[[ Passage provided open ]]
Three ways to speed up a slow computer

People often wonder why the computers that seemed so fast when they were fresh out of the box turn out to become such slow-moving dullards after a year or two of use. While some slowdown is inevitable, there are some things that people can do to improve computer speed and performance, several of which are just good common-sense elements of a computer maintenance program.

Let's look at the reasons why a computer might be running slowly. First, we need to break down the problems into two categories: The physical and the digital. The home computer itself is, of course, a piece of machinery, and like all machinery, it has moving parts and things that wear out. There's not a lot that can be done for most computers from a physical standpoint -- when things break, they tend to break catastrophically, like a motherboard burning out or a hard drive failing. But when it comes to the speed of a computer, there's a persistent little problem that often goes overlooked by the novice user: Dust. Dust is everywhere and cannot be eliminated unless you live in a clean room. And though it may seem innocuous, dust accumulates inside the computer and builds up around the CPU and around fans. That's a problem, because a computer that can't keep its processing system cool is a computer that works harder than it needs to (physically) to do the job of computing. Hence, tip #1 is simple: Apply a good shot of compressed air to fans and ports to the computer once every few weeks. It may seem like a silly bit of nonsense, but keeping the inside of the computer well-cleaned of dust keeps the CPU cooler, and that helps the computer perform better -- not to mention, if it's a laptop, that it keeps the machine from burning your legs.

Most ordinary computer users shouldn't do a lot more than that to address the physical needs of the computer, so we turn to the digital. The main digital culprit to what slows down most computers is programs that run when they aren't needed. We can break these down into two categories, each with an action step: Programs we deliberately install, and programs we didn't choose to install.
[[ Passage provided closed ]]
[[ Records open ]]
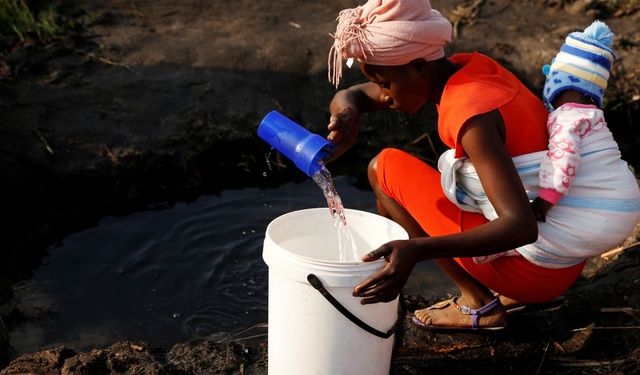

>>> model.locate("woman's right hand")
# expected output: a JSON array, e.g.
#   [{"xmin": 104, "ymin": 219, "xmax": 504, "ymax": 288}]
[{"xmin": 327, "ymin": 106, "xmax": 360, "ymax": 161}]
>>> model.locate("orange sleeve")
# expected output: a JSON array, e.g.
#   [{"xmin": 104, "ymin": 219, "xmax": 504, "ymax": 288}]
[{"xmin": 438, "ymin": 53, "xmax": 519, "ymax": 157}]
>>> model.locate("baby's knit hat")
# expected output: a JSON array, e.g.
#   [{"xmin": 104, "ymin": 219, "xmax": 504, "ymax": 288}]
[{"xmin": 542, "ymin": 21, "xmax": 616, "ymax": 111}]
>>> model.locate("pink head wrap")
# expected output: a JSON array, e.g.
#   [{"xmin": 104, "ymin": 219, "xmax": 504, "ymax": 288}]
[{"xmin": 329, "ymin": 0, "xmax": 452, "ymax": 87}]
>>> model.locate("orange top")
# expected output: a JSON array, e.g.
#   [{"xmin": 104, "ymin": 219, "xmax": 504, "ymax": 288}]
[{"xmin": 437, "ymin": 52, "xmax": 549, "ymax": 158}]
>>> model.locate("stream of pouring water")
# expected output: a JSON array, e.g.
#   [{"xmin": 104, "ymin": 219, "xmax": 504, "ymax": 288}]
[{"xmin": 312, "ymin": 164, "xmax": 359, "ymax": 262}]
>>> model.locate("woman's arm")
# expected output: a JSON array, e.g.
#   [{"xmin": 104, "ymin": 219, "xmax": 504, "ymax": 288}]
[
  {"xmin": 353, "ymin": 111, "xmax": 538, "ymax": 304},
  {"xmin": 327, "ymin": 82, "xmax": 385, "ymax": 159},
  {"xmin": 408, "ymin": 111, "xmax": 538, "ymax": 259}
]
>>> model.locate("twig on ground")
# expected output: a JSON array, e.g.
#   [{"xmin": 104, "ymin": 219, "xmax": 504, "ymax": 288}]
[
  {"xmin": 450, "ymin": 0, "xmax": 484, "ymax": 39},
  {"xmin": 569, "ymin": 326, "xmax": 640, "ymax": 332},
  {"xmin": 33, "ymin": 129, "xmax": 53, "ymax": 156},
  {"xmin": 536, "ymin": 340, "xmax": 551, "ymax": 375},
  {"xmin": 216, "ymin": 323, "xmax": 268, "ymax": 344},
  {"xmin": 76, "ymin": 49, "xmax": 138, "ymax": 75}
]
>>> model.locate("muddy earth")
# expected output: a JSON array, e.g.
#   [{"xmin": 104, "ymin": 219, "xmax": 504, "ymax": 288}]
[{"xmin": 0, "ymin": 0, "xmax": 640, "ymax": 375}]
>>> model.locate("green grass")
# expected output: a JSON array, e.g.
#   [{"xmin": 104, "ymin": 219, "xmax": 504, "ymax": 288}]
[{"xmin": 0, "ymin": 0, "xmax": 62, "ymax": 40}]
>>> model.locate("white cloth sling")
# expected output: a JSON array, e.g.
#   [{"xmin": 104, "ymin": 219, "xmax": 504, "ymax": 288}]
[{"xmin": 438, "ymin": 130, "xmax": 640, "ymax": 268}]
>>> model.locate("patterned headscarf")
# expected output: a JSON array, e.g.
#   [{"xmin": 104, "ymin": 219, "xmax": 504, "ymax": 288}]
[{"xmin": 328, "ymin": 0, "xmax": 452, "ymax": 87}]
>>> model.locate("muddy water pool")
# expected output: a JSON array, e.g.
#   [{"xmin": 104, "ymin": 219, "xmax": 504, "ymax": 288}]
[{"xmin": 10, "ymin": 176, "xmax": 453, "ymax": 355}]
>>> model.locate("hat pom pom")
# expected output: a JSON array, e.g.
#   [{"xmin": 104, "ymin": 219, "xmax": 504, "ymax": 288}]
[{"xmin": 584, "ymin": 21, "xmax": 614, "ymax": 48}]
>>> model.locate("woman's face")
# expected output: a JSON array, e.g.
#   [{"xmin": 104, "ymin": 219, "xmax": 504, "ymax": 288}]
[{"xmin": 360, "ymin": 63, "xmax": 433, "ymax": 113}]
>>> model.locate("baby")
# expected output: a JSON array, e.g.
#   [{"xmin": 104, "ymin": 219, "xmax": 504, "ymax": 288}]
[{"xmin": 532, "ymin": 21, "xmax": 617, "ymax": 221}]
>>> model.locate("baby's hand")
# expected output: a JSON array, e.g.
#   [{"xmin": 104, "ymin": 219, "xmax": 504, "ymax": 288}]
[
  {"xmin": 531, "ymin": 197, "xmax": 553, "ymax": 222},
  {"xmin": 327, "ymin": 107, "xmax": 360, "ymax": 161}
]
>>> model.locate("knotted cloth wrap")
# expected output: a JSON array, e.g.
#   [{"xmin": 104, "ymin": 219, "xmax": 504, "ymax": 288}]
[{"xmin": 328, "ymin": 0, "xmax": 452, "ymax": 87}]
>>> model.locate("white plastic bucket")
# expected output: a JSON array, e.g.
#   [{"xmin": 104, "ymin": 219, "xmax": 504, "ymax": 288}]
[{"xmin": 262, "ymin": 207, "xmax": 408, "ymax": 375}]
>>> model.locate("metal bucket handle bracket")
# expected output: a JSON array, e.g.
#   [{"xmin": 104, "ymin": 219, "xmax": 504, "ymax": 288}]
[{"xmin": 307, "ymin": 273, "xmax": 404, "ymax": 339}]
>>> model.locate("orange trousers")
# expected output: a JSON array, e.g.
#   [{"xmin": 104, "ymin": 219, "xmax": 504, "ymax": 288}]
[{"xmin": 377, "ymin": 149, "xmax": 585, "ymax": 303}]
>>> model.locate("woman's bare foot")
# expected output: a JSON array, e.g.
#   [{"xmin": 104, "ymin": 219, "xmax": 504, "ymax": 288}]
[{"xmin": 414, "ymin": 297, "xmax": 507, "ymax": 328}]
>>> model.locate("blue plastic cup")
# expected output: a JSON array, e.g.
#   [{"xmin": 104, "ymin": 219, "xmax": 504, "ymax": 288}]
[{"xmin": 258, "ymin": 111, "xmax": 333, "ymax": 177}]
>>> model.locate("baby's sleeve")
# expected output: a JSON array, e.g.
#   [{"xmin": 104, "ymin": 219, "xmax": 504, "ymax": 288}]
[{"xmin": 538, "ymin": 106, "xmax": 588, "ymax": 204}]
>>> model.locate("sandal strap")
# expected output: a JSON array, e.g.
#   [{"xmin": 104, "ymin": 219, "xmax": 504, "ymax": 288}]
[{"xmin": 451, "ymin": 297, "xmax": 500, "ymax": 329}]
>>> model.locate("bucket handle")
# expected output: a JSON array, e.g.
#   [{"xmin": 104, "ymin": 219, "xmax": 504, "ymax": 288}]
[{"xmin": 307, "ymin": 273, "xmax": 404, "ymax": 339}]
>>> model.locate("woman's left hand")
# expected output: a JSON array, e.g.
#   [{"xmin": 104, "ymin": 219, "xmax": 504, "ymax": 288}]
[{"xmin": 353, "ymin": 240, "xmax": 418, "ymax": 305}]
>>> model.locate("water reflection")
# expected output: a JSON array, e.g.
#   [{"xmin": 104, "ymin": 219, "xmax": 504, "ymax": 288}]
[{"xmin": 10, "ymin": 176, "xmax": 447, "ymax": 355}]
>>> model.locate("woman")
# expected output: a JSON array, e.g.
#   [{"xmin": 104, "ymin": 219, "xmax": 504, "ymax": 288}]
[{"xmin": 328, "ymin": 0, "xmax": 584, "ymax": 330}]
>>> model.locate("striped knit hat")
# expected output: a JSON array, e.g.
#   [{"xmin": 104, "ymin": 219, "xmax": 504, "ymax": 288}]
[{"xmin": 542, "ymin": 21, "xmax": 616, "ymax": 111}]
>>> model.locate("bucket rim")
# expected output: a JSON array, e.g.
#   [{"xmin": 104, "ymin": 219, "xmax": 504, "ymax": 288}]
[{"xmin": 265, "ymin": 207, "xmax": 409, "ymax": 271}]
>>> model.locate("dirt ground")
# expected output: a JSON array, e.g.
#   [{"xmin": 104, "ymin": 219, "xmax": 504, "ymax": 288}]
[{"xmin": 0, "ymin": 0, "xmax": 640, "ymax": 375}]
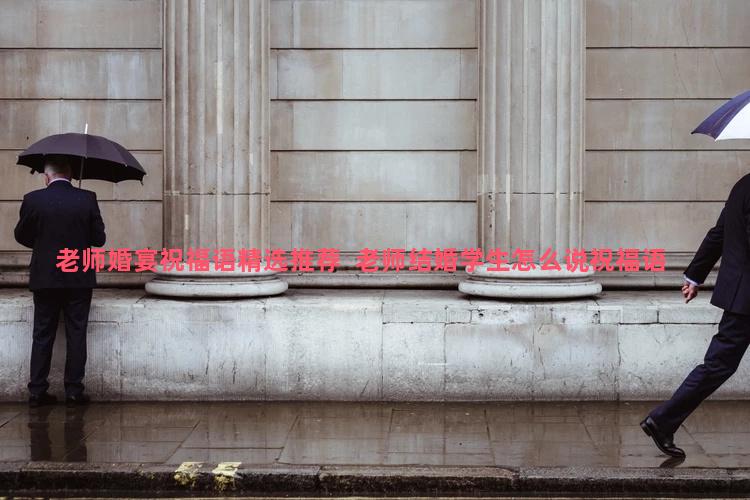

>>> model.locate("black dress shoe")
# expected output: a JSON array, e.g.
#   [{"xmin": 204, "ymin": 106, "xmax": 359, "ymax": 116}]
[
  {"xmin": 641, "ymin": 417, "xmax": 685, "ymax": 458},
  {"xmin": 29, "ymin": 392, "xmax": 57, "ymax": 408},
  {"xmin": 65, "ymin": 394, "xmax": 91, "ymax": 406}
]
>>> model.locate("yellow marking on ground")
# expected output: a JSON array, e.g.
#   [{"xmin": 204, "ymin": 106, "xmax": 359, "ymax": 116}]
[{"xmin": 211, "ymin": 462, "xmax": 242, "ymax": 491}]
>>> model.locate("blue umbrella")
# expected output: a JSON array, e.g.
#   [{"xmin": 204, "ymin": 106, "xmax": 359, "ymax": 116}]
[{"xmin": 692, "ymin": 90, "xmax": 750, "ymax": 141}]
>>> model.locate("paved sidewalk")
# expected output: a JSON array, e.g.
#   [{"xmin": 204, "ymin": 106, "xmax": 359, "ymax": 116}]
[{"xmin": 0, "ymin": 401, "xmax": 750, "ymax": 493}]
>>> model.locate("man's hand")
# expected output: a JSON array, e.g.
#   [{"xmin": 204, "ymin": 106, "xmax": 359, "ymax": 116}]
[{"xmin": 682, "ymin": 281, "xmax": 698, "ymax": 304}]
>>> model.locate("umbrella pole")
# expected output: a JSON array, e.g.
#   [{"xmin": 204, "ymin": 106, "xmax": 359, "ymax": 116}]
[{"xmin": 78, "ymin": 158, "xmax": 84, "ymax": 188}]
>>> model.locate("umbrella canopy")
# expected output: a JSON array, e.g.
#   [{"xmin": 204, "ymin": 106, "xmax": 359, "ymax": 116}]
[
  {"xmin": 17, "ymin": 133, "xmax": 146, "ymax": 182},
  {"xmin": 693, "ymin": 90, "xmax": 750, "ymax": 141}
]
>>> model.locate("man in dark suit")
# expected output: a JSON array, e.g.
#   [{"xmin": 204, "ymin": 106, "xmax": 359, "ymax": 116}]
[
  {"xmin": 641, "ymin": 174, "xmax": 750, "ymax": 457},
  {"xmin": 15, "ymin": 155, "xmax": 106, "ymax": 406}
]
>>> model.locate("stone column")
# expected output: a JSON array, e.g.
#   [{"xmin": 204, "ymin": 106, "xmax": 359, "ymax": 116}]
[
  {"xmin": 459, "ymin": 0, "xmax": 601, "ymax": 298},
  {"xmin": 146, "ymin": 0, "xmax": 287, "ymax": 297}
]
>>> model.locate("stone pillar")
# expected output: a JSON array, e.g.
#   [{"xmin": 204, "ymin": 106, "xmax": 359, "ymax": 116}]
[
  {"xmin": 146, "ymin": 0, "xmax": 287, "ymax": 297},
  {"xmin": 459, "ymin": 0, "xmax": 601, "ymax": 298}
]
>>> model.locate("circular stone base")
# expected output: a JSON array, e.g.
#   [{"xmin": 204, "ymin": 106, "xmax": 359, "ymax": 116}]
[
  {"xmin": 458, "ymin": 263, "xmax": 602, "ymax": 299},
  {"xmin": 146, "ymin": 263, "xmax": 289, "ymax": 298}
]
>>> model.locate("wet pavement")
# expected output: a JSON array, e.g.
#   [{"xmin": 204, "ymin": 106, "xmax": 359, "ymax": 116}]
[{"xmin": 0, "ymin": 401, "xmax": 750, "ymax": 468}]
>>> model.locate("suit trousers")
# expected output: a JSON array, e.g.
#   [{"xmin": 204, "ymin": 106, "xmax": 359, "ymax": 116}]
[
  {"xmin": 650, "ymin": 311, "xmax": 750, "ymax": 434},
  {"xmin": 28, "ymin": 288, "xmax": 92, "ymax": 396}
]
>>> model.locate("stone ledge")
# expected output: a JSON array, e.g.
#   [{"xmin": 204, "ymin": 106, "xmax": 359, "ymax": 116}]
[{"xmin": 0, "ymin": 289, "xmax": 750, "ymax": 401}]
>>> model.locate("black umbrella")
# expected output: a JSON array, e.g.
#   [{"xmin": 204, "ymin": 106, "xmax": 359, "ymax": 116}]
[{"xmin": 16, "ymin": 133, "xmax": 146, "ymax": 184}]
[[ Records closed ]]
> Task to carry out
Copy out the article above on speeding up a slow computer in full, word for word, from its title through its last sentence.

> Response box
Three ways to speed up a slow computer

People often wonder why the computers that seemed so fast when they were fresh out of the box turn out to become such slow-moving dullards after a year or two of use. While some slowdown is inevitable, there are some things that people can do to improve computer speed and performance, several of which are just good common-sense elements of a computer maintenance program.

Let's look at the reasons why a computer might be running slowly. First, we need to break down the problems into two categories: The physical and the digital. The home computer itself is, of course, a piece of machinery, and like all machinery, it has moving parts and things that wear out. There's not a lot that can be done for most computers from a physical standpoint -- when things break, they tend to break catastrophically, like a motherboard burning out or a hard drive failing. But when it comes to the speed of a computer, there's a persistent little problem that often goes overlooked by the novice user: Dust. Dust is everywhere and cannot be eliminated unless you live in a clean room. And though it may seem innocuous, dust accumulates inside the computer and builds up around the CPU and around fans. That's a problem, because a computer that can't keep its processing system cool is a computer that works harder than it needs to (physically) to do the job of computing. Hence, tip #1 is simple: Apply a good shot of compressed air to fans and ports to the computer once every few weeks. It may seem like a silly bit of nonsense, but keeping the inside of the computer well-cleaned of dust keeps the CPU cooler, and that helps the computer perform better -- not to mention, if it's a laptop, that it keeps the machine from burning your legs.

Most ordinary computer users shouldn't do a lot more than that to address the physical needs of the computer, so we turn to the digital. The main digital culprit to what slows down most computers is programs that run when they aren't needed. We can break these down into two categories, each with an action step: Programs we deliberately install, and programs we didn't choose to install.